§ Document
::::

The Armed Services Committee plays a crucial role in ensuring that
nominees for key executive positions in the Department bring management
skills to their new jobs along with subject matter expertise--a role
that is especially important because successfully managing in the
Federal Government is much different than managing in other sectors. As
this Subcommittee, as well as the full Committee, begin to consider the
President's nominees for important DOD posts, the Partnership urges you
to review, and question, each nominee's management qualifications to
ensure that potential Defense Department leaders understand the
challenges they are taking on and are capable of successfully leading
their organizations.
Conclusion
Chairman Tillis and Ranking Member Gillibrand, thank you for the
opportunity to share my views on the need for civilian personnel reform
at the Department of Defense. I am pleased to see this Subcommittee
maintain its commitment to modernizing and strengthening the civil
service system so that it can meet the needs of the Department's
hundreds of thousands of civilian employees, as well as our men and
women in uniform. I look forward to working with the Subcommittee on
these important issues moving forward.
Prepared Statement by Sarah Maples, Director National Security and
Foreign Affairs Veterans of Foreign Wars of the United States
Chairman Tillis, Ranking Member Gillibrand, and distinguished
members of the Personnel Subcommittee, on behalf of the men and women
of the Veterans of Foreign Wars of the United States (VFW) and its
Auxiliary, I thank you for the opportunity to provide the VFW's views
on the Department of Defense (DOD) civilian personnel reforms. We
appreciate the work this subcommittee has done in the past to improve
programs and policies for our service members and their families.
Section 1101 of the National Defense Authorization Act (NDAA) for
Fiscal Year 2016 required DOD to develop a new Reduction in Force (RIF)

::::

§ Listed records
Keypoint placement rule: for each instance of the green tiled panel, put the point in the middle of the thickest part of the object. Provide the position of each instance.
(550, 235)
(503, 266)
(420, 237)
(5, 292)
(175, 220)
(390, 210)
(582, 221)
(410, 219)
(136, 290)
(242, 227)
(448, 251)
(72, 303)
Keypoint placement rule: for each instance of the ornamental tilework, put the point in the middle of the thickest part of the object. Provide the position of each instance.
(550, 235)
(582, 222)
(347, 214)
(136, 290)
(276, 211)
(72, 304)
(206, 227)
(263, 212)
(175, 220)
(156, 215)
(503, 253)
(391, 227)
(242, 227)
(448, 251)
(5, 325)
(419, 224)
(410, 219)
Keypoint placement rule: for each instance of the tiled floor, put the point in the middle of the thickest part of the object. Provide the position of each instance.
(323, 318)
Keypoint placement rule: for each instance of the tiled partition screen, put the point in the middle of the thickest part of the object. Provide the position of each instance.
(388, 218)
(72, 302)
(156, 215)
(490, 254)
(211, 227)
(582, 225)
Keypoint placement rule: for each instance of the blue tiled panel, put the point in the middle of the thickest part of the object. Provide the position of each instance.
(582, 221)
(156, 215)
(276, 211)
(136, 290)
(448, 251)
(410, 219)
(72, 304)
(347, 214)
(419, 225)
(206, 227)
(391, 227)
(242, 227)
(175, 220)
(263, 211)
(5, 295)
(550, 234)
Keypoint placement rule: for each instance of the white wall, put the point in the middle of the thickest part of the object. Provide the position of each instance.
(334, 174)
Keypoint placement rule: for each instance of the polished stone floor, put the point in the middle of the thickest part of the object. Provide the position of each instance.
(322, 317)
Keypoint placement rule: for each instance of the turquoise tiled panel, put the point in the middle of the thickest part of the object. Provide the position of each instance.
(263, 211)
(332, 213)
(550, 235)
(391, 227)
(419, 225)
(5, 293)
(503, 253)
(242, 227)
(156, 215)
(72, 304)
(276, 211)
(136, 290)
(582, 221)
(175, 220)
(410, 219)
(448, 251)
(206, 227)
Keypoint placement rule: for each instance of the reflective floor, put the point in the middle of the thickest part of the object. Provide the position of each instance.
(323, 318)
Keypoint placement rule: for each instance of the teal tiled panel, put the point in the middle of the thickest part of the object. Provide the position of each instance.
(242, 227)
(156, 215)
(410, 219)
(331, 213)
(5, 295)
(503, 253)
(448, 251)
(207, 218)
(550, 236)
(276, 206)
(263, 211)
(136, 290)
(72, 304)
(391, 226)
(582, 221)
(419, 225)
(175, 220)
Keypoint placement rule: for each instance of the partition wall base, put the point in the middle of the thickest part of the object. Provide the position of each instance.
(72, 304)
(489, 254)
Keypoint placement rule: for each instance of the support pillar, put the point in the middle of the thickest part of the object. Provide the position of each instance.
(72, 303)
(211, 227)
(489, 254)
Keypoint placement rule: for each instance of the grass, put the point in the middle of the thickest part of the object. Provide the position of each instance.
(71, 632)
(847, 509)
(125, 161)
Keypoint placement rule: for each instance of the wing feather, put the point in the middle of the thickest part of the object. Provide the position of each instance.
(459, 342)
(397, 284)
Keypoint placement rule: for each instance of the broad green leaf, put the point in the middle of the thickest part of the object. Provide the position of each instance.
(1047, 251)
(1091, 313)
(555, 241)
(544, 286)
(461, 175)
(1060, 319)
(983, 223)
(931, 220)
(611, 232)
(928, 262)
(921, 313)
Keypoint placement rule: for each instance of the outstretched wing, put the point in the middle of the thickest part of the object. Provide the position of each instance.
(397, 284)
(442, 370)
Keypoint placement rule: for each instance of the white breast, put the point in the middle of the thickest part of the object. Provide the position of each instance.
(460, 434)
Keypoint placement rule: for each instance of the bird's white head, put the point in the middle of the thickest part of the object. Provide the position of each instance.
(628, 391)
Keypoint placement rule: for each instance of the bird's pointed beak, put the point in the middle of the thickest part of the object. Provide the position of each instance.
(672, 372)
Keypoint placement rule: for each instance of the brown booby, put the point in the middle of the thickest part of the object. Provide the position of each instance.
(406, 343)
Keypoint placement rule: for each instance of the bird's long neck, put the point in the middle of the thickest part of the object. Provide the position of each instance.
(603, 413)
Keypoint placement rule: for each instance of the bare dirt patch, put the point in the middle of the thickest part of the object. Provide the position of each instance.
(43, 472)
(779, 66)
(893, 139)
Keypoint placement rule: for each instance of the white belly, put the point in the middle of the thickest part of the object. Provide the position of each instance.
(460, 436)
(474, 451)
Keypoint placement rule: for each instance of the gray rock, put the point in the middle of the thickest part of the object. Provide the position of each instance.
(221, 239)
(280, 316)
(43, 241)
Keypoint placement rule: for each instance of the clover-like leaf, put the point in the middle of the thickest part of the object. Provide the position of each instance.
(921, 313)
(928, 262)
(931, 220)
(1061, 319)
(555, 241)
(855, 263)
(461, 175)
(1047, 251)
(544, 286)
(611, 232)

::::

§ List of tasks
A: Answer these questions from the testimony on Defense Department civilian personnel reform:
(i) What does the Partnership urge the Subcommittee and the full Committee to review and question?
(ii) Who are addressed as Chairman and as Ranking Member?
(iii) What position does Sarah Maples hold, and with which organization?
B: Extend the testimony on Defense Department civilian personnel reform, picking up right where it stops.

§ Written answers
A:
(i) Each nominee's management qualifications.
(ii) Tillis is Chairman and Gillibrand is Ranking Member.
(iii) She is Director, National Security and Foreign Affairs, with the Veterans of Foreign Wars of the United States.

B:
policy wherein, should civilian employees be required to be let go from
service, determination of who will be released from employment ``shall
be made primarily on the basis of performance.'' In January 2017, DOD
released its new policy, which it claims meets this requirement. Upon
review, however, the VFW believes the new policy not only fails to meet
the NDAA requirement, but it also disadvantages veterans by reducing
the value of veterans preference, particularly for transitioning
service members who gave years of honorable service to our country but
lack enough tenure in post-military federal service to have received a
performance rating.
Under DOD's previous RIF policy which continues to apply to the
rest of the Federal Government, the order of retention was: 1) tenure
of employment; 2) veterans preference; 3) length of service; and 4)
performance. DOD's new policy claims to adhere to the following order
of precedence: 1) performance; 2) tenure; 3) average score; 4) veterans
preference; and 5) service computation date. However, this is
inaccurate, as the new policy requires DOD to divide employees by
tenure group and number of months of assessed performance before
performance is even considered.
Therefore, the true order of precedence is as follows: 1) tenure
group; 2) months of assessed performance; 3) performance rating of
record; 4) tenure group; 5) average score; 6) veterans preference; and
7) service computation date. This means civilian employees are
protected by two rounds of tenure before their performance is even
considered which is counter to the intent of the NDAA mandate and more
tenure-centered than the previous policy. Not only does this new order
unfairly weight the system towards tenure, as opposed to the stated
performance, it also undervalues the service veterans performed for
their country.
Under the previous system, if two individuals were hired on the
same day--one a civilian who had worked six months for another federal
agency before transferring to DOD, and the other a veteran with ten
years of honorable military service--and a RIF was then implemented,
the veteran would be retained above the civilian. The previous policy
recognized that veterans, while absent from the civilian workforce,
have valuable experience worth considering. Therefore, in situations
where individuals were in the same tenure group, the veteran's service
was the deciding factor in who was retained.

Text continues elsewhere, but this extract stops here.